TEXT PASSAGE:
The brand sees this, reaches out, and gets usage rights for the content piece. Then they’ll run it in paid media. That creative asset can unlock a new level of scale in their ad account.

Founder-led content makes you your own influencer.

You can test different hooks. Formats. Angles. Then, you can run the highest performing organic content as paid media. On LinkedIn, these are called ‘thought leader ads.’ And right now, they barely even look like ads on the timeline.

My point is, every time you post from your account as a founder, you're giving yourself an opportunity to find a winning ad angle.

Use organic LinkedIn as an R&D lab for your paid media.

Vibes. Hear me out.

Founder-led content allows you to punch above your weight class.

Done right, it can take you from relative obscurity to niche celebrity.

Adam Robinson was an early client of ours at Compound. We helped him launch his LinkedIn presence. When we did, something interesting happened. Every time he’d go to a conference or dinner event, he’d have people coming up to him saying “I love your Linkedin content.”

More recently, we’e helped Austin Hughes at Unify launch his LinkedIn motion, and we saw a similar trend play out. They’re relatively small in size compared to incumbents, but social content allowed them to show their momentum. It gets people talking. It gets you in rooms.

Another example, though not a client of ours, would be beehiiv. They’ve executed social—both founder-led and company content—to near perfection. They’re doing ~2M MRR as of writing this. Amazing. But also nothing in comparison to an incumbent like Mailchimp. Yet, beehiiv dominates the conversation on social.

RECORD LIST:
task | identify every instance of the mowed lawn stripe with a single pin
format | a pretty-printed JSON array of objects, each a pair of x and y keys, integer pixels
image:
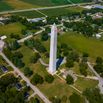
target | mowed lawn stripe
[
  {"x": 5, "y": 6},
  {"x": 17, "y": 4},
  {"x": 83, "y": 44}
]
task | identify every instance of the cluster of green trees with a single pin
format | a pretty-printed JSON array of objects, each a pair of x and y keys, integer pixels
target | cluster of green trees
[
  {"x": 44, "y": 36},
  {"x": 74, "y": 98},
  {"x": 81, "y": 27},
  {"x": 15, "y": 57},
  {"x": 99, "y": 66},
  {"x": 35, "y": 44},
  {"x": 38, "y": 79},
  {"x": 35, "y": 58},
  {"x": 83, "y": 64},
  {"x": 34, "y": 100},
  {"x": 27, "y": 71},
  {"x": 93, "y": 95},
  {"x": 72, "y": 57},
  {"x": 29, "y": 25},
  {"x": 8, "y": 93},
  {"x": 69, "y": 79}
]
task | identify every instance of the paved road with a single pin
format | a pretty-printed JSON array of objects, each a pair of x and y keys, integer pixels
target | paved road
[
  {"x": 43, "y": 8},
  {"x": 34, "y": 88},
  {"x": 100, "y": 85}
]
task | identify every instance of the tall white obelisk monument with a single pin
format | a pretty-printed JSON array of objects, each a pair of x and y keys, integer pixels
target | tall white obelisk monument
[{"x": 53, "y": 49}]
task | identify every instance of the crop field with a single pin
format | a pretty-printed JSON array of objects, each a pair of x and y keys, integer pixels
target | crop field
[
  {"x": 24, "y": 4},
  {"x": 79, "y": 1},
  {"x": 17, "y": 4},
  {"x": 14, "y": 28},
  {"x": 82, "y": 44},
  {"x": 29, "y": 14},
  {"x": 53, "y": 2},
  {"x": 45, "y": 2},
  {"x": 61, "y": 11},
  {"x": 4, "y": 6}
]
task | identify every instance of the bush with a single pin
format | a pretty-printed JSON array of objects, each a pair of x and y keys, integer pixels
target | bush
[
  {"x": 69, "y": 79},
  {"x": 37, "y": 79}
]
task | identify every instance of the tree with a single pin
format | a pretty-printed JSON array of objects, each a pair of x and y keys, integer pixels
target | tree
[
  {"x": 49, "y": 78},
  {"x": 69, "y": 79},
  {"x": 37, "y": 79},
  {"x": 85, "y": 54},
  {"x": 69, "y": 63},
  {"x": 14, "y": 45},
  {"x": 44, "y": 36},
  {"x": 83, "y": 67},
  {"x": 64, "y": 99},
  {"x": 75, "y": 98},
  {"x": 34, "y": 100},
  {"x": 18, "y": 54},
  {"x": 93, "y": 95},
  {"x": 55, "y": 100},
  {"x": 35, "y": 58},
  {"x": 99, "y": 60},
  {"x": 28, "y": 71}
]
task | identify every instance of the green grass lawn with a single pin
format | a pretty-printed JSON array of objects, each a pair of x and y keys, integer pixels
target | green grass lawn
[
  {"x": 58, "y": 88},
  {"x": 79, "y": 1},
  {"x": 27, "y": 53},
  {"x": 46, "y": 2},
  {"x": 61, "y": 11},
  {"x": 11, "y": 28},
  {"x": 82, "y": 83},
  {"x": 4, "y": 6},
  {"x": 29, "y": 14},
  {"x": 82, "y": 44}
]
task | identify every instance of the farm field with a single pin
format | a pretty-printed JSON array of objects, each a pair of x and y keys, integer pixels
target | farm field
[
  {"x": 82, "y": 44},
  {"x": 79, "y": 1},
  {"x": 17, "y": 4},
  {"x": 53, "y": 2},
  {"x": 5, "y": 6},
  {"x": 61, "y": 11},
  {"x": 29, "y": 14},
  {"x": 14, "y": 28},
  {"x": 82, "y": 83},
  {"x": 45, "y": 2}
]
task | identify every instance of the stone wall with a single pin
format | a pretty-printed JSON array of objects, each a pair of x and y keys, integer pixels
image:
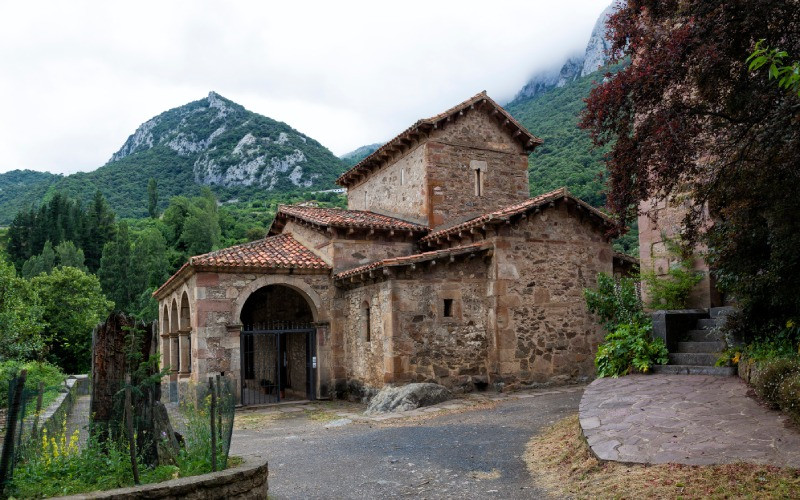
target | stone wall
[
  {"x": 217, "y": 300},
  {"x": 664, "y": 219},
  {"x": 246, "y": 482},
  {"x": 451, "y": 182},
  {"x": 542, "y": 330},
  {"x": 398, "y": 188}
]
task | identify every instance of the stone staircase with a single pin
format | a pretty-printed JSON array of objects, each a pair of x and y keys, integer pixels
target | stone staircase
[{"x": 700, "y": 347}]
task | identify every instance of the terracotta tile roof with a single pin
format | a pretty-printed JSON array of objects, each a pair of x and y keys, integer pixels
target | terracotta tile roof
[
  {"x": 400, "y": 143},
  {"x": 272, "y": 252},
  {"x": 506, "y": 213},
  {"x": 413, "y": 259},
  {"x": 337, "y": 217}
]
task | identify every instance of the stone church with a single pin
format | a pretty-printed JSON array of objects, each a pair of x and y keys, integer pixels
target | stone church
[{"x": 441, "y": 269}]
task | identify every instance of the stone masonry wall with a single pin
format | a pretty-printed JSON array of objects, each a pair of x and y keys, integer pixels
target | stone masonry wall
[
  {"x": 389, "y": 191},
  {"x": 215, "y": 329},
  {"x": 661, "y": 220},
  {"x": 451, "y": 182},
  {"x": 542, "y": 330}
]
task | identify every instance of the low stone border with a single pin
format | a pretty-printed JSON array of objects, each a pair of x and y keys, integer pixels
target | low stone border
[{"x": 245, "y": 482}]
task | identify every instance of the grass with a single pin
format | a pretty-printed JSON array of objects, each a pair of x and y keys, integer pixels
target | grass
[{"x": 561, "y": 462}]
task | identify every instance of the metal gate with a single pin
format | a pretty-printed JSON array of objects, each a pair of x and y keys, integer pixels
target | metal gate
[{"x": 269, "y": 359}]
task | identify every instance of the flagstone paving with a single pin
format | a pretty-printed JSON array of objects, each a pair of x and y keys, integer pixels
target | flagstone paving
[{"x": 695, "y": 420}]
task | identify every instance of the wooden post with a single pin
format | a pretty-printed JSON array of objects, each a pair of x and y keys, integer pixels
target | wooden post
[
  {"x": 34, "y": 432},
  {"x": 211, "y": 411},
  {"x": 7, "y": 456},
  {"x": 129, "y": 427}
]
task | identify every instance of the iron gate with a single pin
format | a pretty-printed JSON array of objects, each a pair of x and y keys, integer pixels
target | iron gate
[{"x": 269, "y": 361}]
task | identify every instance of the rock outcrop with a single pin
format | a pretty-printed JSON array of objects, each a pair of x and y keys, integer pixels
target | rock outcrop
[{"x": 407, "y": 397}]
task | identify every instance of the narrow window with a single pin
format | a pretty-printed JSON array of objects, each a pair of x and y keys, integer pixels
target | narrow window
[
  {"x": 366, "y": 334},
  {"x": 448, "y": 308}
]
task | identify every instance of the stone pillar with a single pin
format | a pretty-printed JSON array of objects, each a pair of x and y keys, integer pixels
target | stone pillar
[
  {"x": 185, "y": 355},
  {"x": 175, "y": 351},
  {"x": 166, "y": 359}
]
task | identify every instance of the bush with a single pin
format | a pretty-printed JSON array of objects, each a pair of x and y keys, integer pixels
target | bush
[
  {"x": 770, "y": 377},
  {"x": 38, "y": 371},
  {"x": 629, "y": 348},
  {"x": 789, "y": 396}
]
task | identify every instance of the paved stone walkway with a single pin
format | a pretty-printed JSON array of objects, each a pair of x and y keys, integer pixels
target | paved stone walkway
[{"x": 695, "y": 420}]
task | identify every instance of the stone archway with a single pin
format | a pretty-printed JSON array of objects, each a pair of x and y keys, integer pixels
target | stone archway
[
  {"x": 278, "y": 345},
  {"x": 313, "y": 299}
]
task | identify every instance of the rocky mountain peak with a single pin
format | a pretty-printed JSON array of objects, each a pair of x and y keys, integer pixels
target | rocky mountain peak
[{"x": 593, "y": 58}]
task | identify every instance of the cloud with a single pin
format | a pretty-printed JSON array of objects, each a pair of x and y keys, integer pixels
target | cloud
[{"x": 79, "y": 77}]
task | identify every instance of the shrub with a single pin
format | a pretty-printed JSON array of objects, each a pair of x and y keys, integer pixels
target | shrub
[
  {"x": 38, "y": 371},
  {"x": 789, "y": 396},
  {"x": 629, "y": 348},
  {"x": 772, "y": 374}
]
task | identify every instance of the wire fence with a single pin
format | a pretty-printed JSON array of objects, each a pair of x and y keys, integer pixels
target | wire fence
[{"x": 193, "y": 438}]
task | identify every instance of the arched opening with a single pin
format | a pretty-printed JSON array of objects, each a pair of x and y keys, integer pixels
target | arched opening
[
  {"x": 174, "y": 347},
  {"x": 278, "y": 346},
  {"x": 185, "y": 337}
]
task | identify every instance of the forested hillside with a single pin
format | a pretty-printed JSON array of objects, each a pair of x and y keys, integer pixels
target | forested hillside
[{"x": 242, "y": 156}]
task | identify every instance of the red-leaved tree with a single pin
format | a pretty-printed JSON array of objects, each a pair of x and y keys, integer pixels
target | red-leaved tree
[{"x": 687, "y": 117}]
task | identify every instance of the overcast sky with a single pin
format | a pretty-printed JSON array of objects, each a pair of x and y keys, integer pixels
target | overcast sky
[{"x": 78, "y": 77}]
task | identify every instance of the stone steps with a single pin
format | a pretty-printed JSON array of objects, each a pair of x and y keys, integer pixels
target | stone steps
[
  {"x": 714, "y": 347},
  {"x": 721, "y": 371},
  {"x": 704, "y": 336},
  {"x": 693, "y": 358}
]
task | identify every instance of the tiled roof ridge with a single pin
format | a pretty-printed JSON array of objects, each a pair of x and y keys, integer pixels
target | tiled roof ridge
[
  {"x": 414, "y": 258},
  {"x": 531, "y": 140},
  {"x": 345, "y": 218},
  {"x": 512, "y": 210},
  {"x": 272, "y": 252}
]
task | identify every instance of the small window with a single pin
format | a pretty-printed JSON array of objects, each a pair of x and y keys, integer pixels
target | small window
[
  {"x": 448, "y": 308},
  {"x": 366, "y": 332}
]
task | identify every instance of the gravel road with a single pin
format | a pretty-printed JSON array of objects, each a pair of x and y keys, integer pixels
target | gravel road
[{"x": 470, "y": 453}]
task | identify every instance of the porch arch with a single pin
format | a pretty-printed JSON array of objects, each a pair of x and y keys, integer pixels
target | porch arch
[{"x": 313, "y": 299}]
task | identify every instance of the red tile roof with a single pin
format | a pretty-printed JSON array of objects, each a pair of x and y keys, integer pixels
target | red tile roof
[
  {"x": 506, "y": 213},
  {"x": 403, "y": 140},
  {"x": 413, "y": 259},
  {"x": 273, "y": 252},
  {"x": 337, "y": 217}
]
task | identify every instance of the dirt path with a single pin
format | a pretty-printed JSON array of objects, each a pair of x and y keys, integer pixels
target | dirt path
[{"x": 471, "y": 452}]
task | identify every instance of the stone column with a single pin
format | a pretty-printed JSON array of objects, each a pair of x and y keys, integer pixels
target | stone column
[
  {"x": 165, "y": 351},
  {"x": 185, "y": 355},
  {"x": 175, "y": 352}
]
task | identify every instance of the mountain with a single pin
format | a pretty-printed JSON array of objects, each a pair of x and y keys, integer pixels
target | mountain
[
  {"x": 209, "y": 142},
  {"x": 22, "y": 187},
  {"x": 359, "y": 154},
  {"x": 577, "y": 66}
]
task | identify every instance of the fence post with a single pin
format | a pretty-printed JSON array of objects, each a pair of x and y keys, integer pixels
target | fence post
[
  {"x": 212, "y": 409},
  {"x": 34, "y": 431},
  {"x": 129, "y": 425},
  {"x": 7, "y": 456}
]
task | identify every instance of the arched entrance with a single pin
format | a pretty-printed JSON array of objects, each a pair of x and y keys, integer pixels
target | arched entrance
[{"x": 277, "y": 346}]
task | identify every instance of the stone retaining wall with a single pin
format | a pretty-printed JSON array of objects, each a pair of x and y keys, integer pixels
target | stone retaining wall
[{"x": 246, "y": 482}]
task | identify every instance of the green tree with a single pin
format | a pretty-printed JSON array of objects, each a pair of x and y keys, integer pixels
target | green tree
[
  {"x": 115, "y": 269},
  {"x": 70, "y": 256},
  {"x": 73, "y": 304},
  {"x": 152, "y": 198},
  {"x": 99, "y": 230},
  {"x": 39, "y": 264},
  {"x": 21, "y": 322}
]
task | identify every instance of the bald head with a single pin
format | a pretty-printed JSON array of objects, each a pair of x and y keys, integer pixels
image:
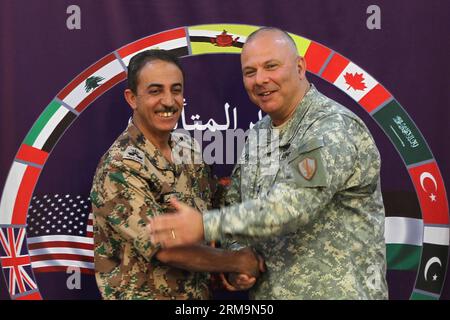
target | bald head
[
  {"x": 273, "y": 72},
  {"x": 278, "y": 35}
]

EXERCISE GOAL: Write out part of the passage on founder-led content word for word, beginning at the words "The brand sees" and stopping after "Hear me out.". The records have nothing to do with the passage on founder-led content.

ANSWER TO THE EXERCISE:
The brand sees this, reaches out, and gets usage rights for the content piece. Then they’ll run it in paid media. That creative asset can unlock a new level of scale in their ad account.

Founder-led content makes you your own influencer.

You can test different hooks. Formats. Angles. Then, you can run the highest performing organic content as paid media. On LinkedIn, these are called ‘thought leader ads.’ And right now, they barely even look like ads on the timeline.

My point is, every time you post from your account as a founder, you're giving yourself an opportunity to find a winning ad angle.

Use organic LinkedIn as an R&D lab for your paid media.

Vibes. Hear me out.